→ **Text under study**:
Which people who are currently famous will still be famous 10,000 years from now? It won’t be Gwyneth Paltrow, that’s for sure. Her singing at the Oscars last night nearly made Quadaffi surrender. But that very difficult question is taken on by the fertile mind of economist Tyler Cowen at Marginal Revolution. An excerpt:

“I’ll go with the major religious leaders (Jesus, Buddha, etc.), Einstein, Turing, Watson and Crick, Hitler, the major classical music composers, Adam Smith, and Neil Armstrong.  (Addendum: Oops!  I forgot Darwin and Euclid.)

My thinking is this. The major religions last for a long time and leave a real mark on history. Path-dependence is critical in that area.

→ **Stored entries**:
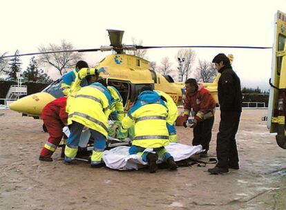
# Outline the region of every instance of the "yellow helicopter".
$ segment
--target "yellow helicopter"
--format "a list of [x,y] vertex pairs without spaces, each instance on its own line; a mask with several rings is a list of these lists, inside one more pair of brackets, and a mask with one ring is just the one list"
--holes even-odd
[[[104,77],[108,79],[110,86],[115,86],[120,93],[124,102],[124,108],[128,111],[134,102],[137,91],[144,86],[151,86],[155,90],[160,90],[168,93],[177,104],[181,104],[184,91],[184,84],[175,82],[169,75],[163,76],[161,74],[150,70],[149,62],[141,57],[126,55],[125,50],[159,48],[267,48],[267,47],[249,46],[142,46],[136,45],[124,45],[122,44],[124,31],[108,30],[111,45],[102,46],[99,48],[69,50],[69,52],[92,52],[114,50],[116,54],[106,56],[102,59],[98,68],[108,67]],[[18,56],[35,55],[44,53],[64,52],[66,51],[53,51],[46,52],[34,52],[19,55]],[[9,55],[2,58],[13,57]],[[213,96],[216,102],[218,100],[217,84],[219,74],[212,83],[203,83]],[[55,99],[64,96],[60,78],[39,93],[26,96],[10,104],[11,110],[22,113],[24,116],[32,116],[39,118],[41,111],[46,104]]]

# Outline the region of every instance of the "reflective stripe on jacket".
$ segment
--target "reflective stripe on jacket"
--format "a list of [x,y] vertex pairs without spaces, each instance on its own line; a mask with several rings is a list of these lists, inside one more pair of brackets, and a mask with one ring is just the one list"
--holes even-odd
[[166,102],[165,102],[166,106],[169,109],[169,121],[167,122],[169,124],[172,125],[175,123],[175,121],[177,120],[178,117],[178,107],[177,105],[175,104],[173,99],[171,97],[170,95],[166,94],[166,93],[161,91],[161,90],[155,90],[160,95],[164,97]]
[[111,109],[112,112],[116,112],[118,120],[122,121],[124,117],[124,108],[123,108],[122,97],[118,90],[113,86],[107,86],[107,89],[111,93],[113,98]]
[[68,124],[77,122],[107,136],[111,96],[99,83],[82,88],[70,104]]

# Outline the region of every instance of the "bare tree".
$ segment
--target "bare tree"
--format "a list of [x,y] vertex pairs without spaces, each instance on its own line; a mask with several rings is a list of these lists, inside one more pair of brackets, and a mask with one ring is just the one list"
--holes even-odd
[[[132,37],[132,44],[133,45],[142,45],[143,44],[143,41],[139,40],[137,41],[135,38]],[[126,54],[128,55],[135,55],[139,57],[142,57],[143,59],[146,59],[146,53],[147,52],[147,50],[144,49],[144,50],[127,50],[126,52]]]
[[[179,60],[180,59],[180,61]],[[191,73],[196,58],[196,52],[191,48],[180,49],[177,53],[179,64],[179,78],[181,82],[185,81]]]
[[171,69],[172,64],[170,62],[170,59],[168,57],[164,57],[161,61],[161,66],[160,70],[162,75],[168,75],[173,71]]
[[213,64],[205,60],[199,60],[199,66],[196,70],[199,81],[202,82],[212,82],[217,73]]
[[7,54],[6,52],[3,53],[0,56],[0,75],[4,73],[6,68],[7,68],[7,64],[8,63],[8,59],[2,58],[2,57],[5,56]]
[[[49,44],[47,47],[40,46],[39,50],[41,52],[57,50],[73,50],[73,46],[66,40],[61,40],[60,46],[55,44]],[[62,75],[66,69],[75,66],[77,61],[82,59],[82,55],[76,52],[66,52],[61,53],[43,54],[39,57],[38,62],[40,65],[49,64],[57,68],[59,74]]]
[[157,65],[155,61],[151,61],[149,62],[149,69],[152,70],[156,70]]

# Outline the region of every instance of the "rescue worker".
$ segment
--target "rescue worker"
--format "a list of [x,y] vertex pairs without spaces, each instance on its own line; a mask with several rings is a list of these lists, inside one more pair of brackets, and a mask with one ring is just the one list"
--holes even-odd
[[66,97],[61,97],[48,103],[43,108],[43,119],[48,133],[48,141],[41,149],[39,160],[50,162],[51,158],[63,137],[63,128],[67,124],[68,113],[66,112]]
[[[77,77],[70,88],[69,96],[73,97],[73,98],[70,97],[68,99],[68,107],[69,106],[69,104],[71,103],[70,101],[73,100],[75,95],[82,88],[82,80],[88,75],[94,75],[95,69],[96,68],[84,68],[81,69],[77,73]],[[101,67],[99,69],[97,69],[97,74],[99,75],[104,73],[107,70],[107,67]],[[120,93],[115,87],[108,86],[107,86],[107,88],[109,90],[111,97],[113,97],[113,104],[111,105],[112,113],[111,115],[111,118],[113,120],[121,121],[122,120],[124,114],[122,97],[121,97]],[[68,108],[67,111],[68,111]]]
[[99,69],[97,69],[96,68],[82,68],[78,73],[75,73],[75,80],[72,84],[68,95],[68,97],[66,108],[67,113],[69,112],[70,105],[73,103],[73,101],[75,99],[75,95],[77,94],[77,91],[79,91],[82,87],[90,84],[88,82],[87,84],[86,82],[82,82],[82,80],[86,78],[86,80],[88,81],[87,79],[93,77],[92,75],[95,75],[95,77],[96,79],[93,80],[93,82],[95,82],[98,77],[98,75],[104,70],[105,68],[103,67]]
[[215,68],[221,74],[218,84],[220,122],[216,140],[218,164],[208,171],[213,174],[239,169],[236,134],[242,111],[242,94],[240,80],[232,69],[229,59],[222,53],[213,59]]
[[158,93],[162,99],[165,102],[169,110],[169,115],[170,117],[170,122],[172,124],[166,123],[166,126],[169,132],[169,140],[170,142],[178,142],[177,132],[175,127],[175,122],[178,117],[178,107],[173,99],[168,94],[161,90],[154,90]]
[[[151,88],[138,96],[122,123],[122,131],[127,131],[135,123],[135,137],[129,154],[142,155],[142,160],[149,164],[149,172],[155,173],[158,155],[166,161],[170,170],[178,168],[173,158],[164,147],[169,144],[166,122],[171,124],[168,108],[160,96]],[[153,149],[153,152],[145,151]]]
[[[95,75],[88,75],[86,77],[88,84],[96,82],[97,77]],[[70,97],[68,98],[68,99]],[[68,113],[66,111],[67,98],[59,97],[48,103],[43,108],[41,118],[44,124],[47,128],[50,137],[47,142],[41,149],[39,160],[42,161],[53,161],[51,158],[57,149],[63,137],[62,129],[67,125]],[[64,142],[64,144],[66,142]],[[62,153],[64,151],[64,148]],[[62,153],[64,155],[64,153]]]
[[193,128],[193,146],[202,145],[204,151],[201,153],[201,157],[207,157],[211,140],[216,102],[210,92],[202,85],[198,85],[195,79],[187,79],[184,84],[186,93],[183,125],[187,127],[187,122],[193,108],[194,119],[190,125],[191,128]]
[[[98,74],[97,74],[98,75]],[[97,80],[100,82],[102,79]],[[102,82],[104,84],[103,82]],[[107,120],[111,112],[111,96],[101,83],[95,82],[82,88],[75,95],[70,105],[68,124],[70,135],[65,149],[65,162],[70,163],[75,158],[79,137],[84,126],[89,128],[94,137],[94,149],[90,157],[92,166],[101,166],[103,151],[108,134]]]
[[[77,73],[82,68],[88,68],[88,64],[84,61],[79,61],[75,65],[75,69],[68,72],[63,76],[63,83],[61,84],[61,90],[64,95],[68,96],[70,93],[70,87],[78,77]],[[84,84],[83,86],[86,86]]]

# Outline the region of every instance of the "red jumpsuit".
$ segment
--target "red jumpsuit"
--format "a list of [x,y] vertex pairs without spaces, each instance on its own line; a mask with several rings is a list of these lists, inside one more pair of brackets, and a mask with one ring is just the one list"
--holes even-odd
[[184,119],[187,120],[191,108],[193,108],[197,120],[197,125],[193,128],[193,145],[202,146],[205,153],[209,149],[211,139],[211,128],[214,120],[216,102],[209,91],[202,86],[199,86],[198,91],[191,95],[186,92],[184,104]]
[[59,97],[43,108],[41,118],[50,137],[41,149],[41,156],[50,158],[61,142],[62,129],[67,123],[68,115],[66,112],[66,97]]

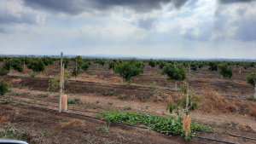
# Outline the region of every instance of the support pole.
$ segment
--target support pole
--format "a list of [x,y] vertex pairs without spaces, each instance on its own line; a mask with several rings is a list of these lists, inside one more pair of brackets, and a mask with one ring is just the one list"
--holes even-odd
[[59,106],[59,112],[61,112],[61,100],[62,100],[62,57],[63,53],[61,54],[61,75],[60,75],[60,106]]
[[9,61],[9,75],[13,75],[11,64],[12,64],[12,57],[11,57],[10,61]]

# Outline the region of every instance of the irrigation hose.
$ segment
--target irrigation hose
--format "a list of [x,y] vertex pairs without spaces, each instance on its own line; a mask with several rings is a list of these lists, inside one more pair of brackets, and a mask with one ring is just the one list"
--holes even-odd
[[[2,96],[0,96],[0,98],[7,98],[7,97],[2,97]],[[12,100],[18,101],[27,102],[27,103],[33,103],[33,102],[30,102],[30,101],[20,101],[20,100],[17,100],[17,99],[12,99]],[[49,106],[49,107],[58,107],[57,106],[45,105],[45,104],[40,104],[40,103],[37,103],[37,105],[44,105],[44,106]],[[28,106],[31,106],[31,105],[28,105]],[[80,111],[80,112],[87,112],[102,114],[102,112],[93,112],[93,111],[79,110],[79,109],[75,109],[75,108],[67,108],[67,109],[68,110],[73,110],[73,111]],[[61,112],[67,112],[67,111],[61,111]],[[73,114],[75,114],[75,113],[73,113]],[[79,114],[79,113],[77,113],[77,114]],[[100,118],[100,119],[102,119],[102,118]],[[106,119],[102,119],[102,120],[107,121]],[[121,124],[121,123],[119,123],[119,124]],[[148,129],[147,127],[143,127],[143,126],[138,126],[138,125],[131,125],[131,124],[125,124],[131,125],[131,126],[136,126],[136,127],[139,127],[139,128],[143,128],[143,129]],[[157,131],[157,130],[154,130]],[[208,130],[196,130],[196,131],[204,131],[204,132],[209,132],[209,133],[224,134],[224,133],[221,133],[221,132],[208,131]],[[172,133],[172,134],[174,134],[174,133]],[[176,135],[178,135],[178,134],[176,134]],[[229,135],[230,136],[234,136],[234,137],[241,137],[241,138],[245,138],[245,139],[249,139],[249,140],[256,141],[256,139],[250,138],[250,137],[244,137],[244,136],[236,135],[231,135],[231,134],[227,134],[227,135]],[[195,135],[194,135],[194,137],[195,137]]]
[[[0,99],[0,101],[5,101],[5,100]],[[15,101],[12,101],[12,102],[14,102],[14,103],[18,103],[18,102],[15,102]],[[31,107],[34,107],[44,108],[44,109],[49,109],[49,110],[52,110],[52,111],[58,111],[58,110],[56,110],[56,109],[49,108],[49,107],[44,107],[34,106],[34,105],[29,105],[29,104],[24,104],[24,103],[21,103],[21,104],[22,104],[22,105],[25,105],[25,106],[31,106]],[[99,120],[107,121],[106,119],[102,119],[102,118],[96,118],[96,117],[91,117],[91,116],[87,116],[87,115],[84,115],[84,114],[74,113],[74,112],[67,112],[67,111],[61,111],[61,112],[66,112],[66,113],[71,113],[71,114],[79,115],[79,116],[83,116],[83,117],[86,117],[86,118],[95,118],[95,119],[99,119]],[[122,124],[122,123],[118,123],[118,124]],[[148,129],[148,128],[147,128],[147,127],[139,126],[139,125],[132,125],[132,124],[126,124],[126,125],[130,125],[130,126],[138,127],[138,128],[142,128],[142,129]],[[162,130],[157,130],[157,129],[153,129],[153,130],[155,130],[155,131],[162,131]],[[162,132],[166,132],[166,133],[168,132],[169,134],[175,134],[175,133],[172,132],[172,131],[162,131]],[[178,134],[175,134],[175,135],[178,135]],[[230,142],[230,141],[225,141],[218,140],[218,139],[212,139],[212,138],[208,138],[208,137],[196,136],[196,135],[189,135],[189,136],[191,136],[191,137],[197,137],[197,138],[206,139],[206,140],[211,140],[211,141],[216,141],[224,142],[224,143],[230,143],[230,144],[236,144],[236,143]]]
[[[11,77],[23,77],[23,78],[30,78],[30,77],[26,77],[26,76],[11,76]],[[54,79],[50,78],[45,78],[45,79]],[[81,80],[73,80],[73,79],[67,79],[69,81],[75,81],[75,82],[84,82],[84,83],[96,83],[96,84],[110,84],[110,85],[119,85],[119,86],[134,86],[134,87],[141,87],[141,88],[145,88],[144,86],[141,85],[127,85],[127,84],[110,84],[110,83],[98,83],[98,82],[92,82],[92,81],[81,81]],[[174,91],[175,89],[165,89],[165,88],[159,88],[160,89],[163,90],[169,90],[169,91]],[[201,92],[195,92],[195,94],[201,94]],[[228,97],[237,97],[237,98],[244,98],[244,99],[249,99],[253,100],[253,98],[250,97],[246,97],[246,96],[237,96],[237,95],[222,95],[224,96],[228,96]]]

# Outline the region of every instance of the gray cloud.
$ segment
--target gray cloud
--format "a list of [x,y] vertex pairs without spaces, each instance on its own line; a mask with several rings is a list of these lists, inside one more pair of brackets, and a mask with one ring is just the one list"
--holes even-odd
[[156,19],[154,18],[148,18],[148,19],[139,19],[138,22],[139,22],[139,27],[145,29],[145,30],[151,30],[152,29],[152,26],[153,23],[155,21]]
[[218,0],[218,2],[222,4],[229,4],[234,3],[249,3],[255,0]]
[[79,14],[91,9],[108,10],[114,6],[122,6],[138,13],[162,9],[162,4],[173,3],[179,9],[188,0],[24,0],[24,4],[34,9],[44,9],[53,13]]

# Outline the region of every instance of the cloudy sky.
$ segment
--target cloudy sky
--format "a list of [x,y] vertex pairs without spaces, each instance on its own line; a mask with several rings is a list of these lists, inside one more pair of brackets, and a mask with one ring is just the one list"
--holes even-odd
[[1,0],[0,54],[255,58],[255,0]]

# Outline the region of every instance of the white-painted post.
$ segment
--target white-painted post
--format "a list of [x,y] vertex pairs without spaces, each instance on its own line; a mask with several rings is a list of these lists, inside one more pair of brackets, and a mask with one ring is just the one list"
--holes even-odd
[[9,61],[9,75],[13,75],[13,74],[12,74],[11,63],[12,63],[12,57],[11,57],[10,61]]
[[61,54],[61,75],[60,75],[60,106],[59,112],[61,112],[61,104],[62,104],[62,56],[63,53]]
[[[77,58],[77,60],[76,60],[76,73],[78,73],[78,58]],[[77,80],[77,76],[75,77],[76,78],[76,80]]]

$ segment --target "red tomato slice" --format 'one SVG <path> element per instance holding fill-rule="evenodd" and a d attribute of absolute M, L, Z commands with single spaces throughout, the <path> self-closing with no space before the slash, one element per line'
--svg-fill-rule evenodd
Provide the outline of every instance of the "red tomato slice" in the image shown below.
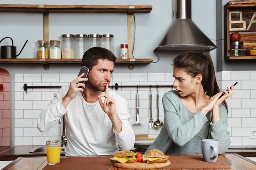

→ **Questions to answer**:
• A. List the people named in the opening paragraph of the passage on lasting fame, before the quoted excerpt begins.
• B. In the passage on lasting fame, what reason is given for including the major religious leaders?
• C. Pick up the passage on lasting fame from its final sentence and continue it.

→ **Outputs for the tasks**:
• A. Gwyneth Paltrow, Quadaffi, Tyler Cowen

• B. The major religions last for a long time and leave a real mark on history. Path-dependence is critical in that area.

• C.
Otherwise, an individual, to stay famous, will have to securely symbolize an entire area, and an area ‘with legs’ at that. The theory of relativity still will be true and it may well become more important. The computer and DNA will not be irrelevant. Hitler will remain a stand-in symbol for pure evil; if he is topped we may not have a future at all. Beethoven and Mozart still will be splendid, but Shakespeare and other wordsmiths will require translation and thus will fade somewhat. The propensity to truck and barter will remain and Smith will keep his role as the symbol of economics. Keynesian economics may someday be less true, as superior biofeedback, combined with markets in self-improvement, ushers in an era of flexible wages, while market-based expected nominal gdp targetingprevents a downward deflationary spiral.”